PROMPT:
Hunt through the entries for the word "cucumber" and copy each line in which it appears.

INFORMATION PROVIDED:
──────

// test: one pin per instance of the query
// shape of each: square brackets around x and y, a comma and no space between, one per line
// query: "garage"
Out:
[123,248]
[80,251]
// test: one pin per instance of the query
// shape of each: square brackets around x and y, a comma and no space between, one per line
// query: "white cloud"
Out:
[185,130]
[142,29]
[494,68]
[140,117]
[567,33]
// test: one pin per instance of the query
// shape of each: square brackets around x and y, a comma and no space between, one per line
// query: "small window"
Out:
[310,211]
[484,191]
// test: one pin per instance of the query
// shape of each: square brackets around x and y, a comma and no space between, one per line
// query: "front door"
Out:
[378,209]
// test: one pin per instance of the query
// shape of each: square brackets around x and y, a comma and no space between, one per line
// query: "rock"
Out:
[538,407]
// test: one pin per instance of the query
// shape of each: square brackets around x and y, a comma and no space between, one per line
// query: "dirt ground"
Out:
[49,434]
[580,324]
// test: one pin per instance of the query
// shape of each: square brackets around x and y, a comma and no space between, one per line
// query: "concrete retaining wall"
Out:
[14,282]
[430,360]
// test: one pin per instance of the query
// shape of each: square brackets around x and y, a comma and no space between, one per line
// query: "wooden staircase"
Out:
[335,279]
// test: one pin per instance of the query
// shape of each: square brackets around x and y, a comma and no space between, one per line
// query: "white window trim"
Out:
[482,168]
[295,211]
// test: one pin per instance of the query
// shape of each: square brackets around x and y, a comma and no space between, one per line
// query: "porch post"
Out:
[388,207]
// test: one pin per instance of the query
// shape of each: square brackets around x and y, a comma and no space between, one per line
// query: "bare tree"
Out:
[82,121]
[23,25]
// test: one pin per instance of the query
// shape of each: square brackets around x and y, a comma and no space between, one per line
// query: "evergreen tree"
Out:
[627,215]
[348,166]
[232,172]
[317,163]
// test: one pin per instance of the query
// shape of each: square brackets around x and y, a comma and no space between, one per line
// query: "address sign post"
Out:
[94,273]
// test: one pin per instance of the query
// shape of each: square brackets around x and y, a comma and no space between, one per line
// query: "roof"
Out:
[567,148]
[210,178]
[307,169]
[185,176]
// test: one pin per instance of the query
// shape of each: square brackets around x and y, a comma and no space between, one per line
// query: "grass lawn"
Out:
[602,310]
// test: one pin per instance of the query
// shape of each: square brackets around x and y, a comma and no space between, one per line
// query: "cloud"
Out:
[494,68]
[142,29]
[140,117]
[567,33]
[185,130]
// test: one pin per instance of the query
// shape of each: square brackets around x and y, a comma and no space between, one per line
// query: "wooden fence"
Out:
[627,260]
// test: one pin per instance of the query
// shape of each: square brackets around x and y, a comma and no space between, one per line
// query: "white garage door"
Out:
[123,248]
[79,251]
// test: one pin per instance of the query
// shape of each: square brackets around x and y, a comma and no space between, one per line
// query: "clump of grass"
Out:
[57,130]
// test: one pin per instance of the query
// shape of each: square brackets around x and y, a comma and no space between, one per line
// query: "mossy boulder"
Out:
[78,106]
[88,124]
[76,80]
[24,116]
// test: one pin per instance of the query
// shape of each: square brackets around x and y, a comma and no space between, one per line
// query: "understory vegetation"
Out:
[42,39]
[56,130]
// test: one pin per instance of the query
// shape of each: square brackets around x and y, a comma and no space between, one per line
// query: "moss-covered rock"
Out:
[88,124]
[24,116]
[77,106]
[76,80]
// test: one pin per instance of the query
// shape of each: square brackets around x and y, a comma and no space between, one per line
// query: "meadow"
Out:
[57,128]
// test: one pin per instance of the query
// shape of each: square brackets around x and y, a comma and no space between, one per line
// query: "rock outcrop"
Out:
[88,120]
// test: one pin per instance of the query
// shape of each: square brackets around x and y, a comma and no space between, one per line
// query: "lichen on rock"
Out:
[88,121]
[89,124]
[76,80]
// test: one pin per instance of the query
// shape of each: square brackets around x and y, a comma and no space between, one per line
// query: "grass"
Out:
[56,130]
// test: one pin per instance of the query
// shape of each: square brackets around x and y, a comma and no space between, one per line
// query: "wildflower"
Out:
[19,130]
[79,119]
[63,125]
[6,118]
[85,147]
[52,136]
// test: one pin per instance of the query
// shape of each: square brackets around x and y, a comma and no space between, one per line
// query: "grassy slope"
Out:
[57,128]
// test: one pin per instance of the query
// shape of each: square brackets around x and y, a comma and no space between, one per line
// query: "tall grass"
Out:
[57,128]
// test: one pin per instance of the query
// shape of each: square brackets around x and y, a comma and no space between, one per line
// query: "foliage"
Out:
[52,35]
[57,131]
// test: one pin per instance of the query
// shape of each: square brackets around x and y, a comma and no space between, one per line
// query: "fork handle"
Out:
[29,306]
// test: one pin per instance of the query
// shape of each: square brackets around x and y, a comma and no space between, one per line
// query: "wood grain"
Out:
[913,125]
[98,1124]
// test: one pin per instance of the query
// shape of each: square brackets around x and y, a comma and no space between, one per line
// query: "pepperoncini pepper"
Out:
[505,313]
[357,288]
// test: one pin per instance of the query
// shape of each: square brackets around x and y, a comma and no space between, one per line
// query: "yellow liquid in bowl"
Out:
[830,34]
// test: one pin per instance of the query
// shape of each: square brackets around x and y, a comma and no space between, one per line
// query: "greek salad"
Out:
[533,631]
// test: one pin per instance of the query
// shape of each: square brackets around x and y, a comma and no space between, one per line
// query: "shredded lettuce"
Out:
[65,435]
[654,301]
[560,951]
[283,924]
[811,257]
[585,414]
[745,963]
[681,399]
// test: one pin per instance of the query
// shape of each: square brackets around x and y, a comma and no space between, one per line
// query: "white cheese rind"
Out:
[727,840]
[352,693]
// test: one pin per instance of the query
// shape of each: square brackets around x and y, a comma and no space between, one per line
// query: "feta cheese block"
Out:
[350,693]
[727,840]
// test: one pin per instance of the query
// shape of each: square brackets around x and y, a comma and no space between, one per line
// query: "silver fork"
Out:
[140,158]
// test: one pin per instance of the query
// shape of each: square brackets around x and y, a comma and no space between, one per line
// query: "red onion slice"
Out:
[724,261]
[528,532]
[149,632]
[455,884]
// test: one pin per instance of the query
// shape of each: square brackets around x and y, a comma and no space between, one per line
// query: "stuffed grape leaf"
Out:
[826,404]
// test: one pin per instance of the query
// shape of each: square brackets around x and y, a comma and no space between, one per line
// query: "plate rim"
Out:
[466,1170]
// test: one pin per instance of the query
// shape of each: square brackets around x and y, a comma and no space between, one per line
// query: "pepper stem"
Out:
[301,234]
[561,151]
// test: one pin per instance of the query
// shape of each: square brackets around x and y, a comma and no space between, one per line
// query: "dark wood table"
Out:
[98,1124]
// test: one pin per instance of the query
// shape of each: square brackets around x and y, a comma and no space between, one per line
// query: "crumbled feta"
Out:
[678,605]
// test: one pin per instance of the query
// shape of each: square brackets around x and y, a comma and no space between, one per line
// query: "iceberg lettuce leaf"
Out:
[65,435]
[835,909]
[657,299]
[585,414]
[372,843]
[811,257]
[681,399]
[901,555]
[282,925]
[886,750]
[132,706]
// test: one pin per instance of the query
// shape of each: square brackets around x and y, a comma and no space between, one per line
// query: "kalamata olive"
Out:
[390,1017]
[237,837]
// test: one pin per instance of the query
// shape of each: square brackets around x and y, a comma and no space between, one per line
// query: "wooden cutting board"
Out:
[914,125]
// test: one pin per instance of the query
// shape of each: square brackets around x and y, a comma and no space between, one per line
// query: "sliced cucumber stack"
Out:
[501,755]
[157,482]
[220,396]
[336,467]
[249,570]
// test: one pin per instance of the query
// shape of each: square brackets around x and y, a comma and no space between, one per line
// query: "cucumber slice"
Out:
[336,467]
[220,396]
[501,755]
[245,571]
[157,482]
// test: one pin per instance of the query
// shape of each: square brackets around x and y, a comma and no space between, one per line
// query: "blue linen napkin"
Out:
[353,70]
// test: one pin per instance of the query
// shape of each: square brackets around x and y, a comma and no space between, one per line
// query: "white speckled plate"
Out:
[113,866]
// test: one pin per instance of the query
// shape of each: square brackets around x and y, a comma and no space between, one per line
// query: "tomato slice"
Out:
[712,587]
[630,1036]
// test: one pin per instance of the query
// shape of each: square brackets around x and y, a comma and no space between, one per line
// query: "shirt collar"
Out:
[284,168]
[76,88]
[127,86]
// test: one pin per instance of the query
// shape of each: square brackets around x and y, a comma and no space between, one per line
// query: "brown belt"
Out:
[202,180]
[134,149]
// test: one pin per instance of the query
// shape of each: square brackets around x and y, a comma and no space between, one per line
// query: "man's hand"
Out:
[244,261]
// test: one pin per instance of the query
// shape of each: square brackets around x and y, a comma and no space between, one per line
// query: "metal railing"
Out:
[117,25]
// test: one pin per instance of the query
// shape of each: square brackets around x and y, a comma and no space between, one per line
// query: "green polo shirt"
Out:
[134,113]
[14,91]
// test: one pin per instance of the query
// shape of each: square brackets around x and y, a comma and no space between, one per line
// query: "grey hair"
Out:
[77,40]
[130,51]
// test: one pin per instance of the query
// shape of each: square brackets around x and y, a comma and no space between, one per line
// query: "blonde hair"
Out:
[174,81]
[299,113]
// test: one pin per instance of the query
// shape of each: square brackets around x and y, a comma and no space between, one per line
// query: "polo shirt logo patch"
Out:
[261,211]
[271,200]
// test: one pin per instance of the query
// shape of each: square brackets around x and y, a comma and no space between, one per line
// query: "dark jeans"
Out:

──────

REPLY TO THE EXERCISE:
// query: "sliced cucumber stack"
// query: "cucumber slice"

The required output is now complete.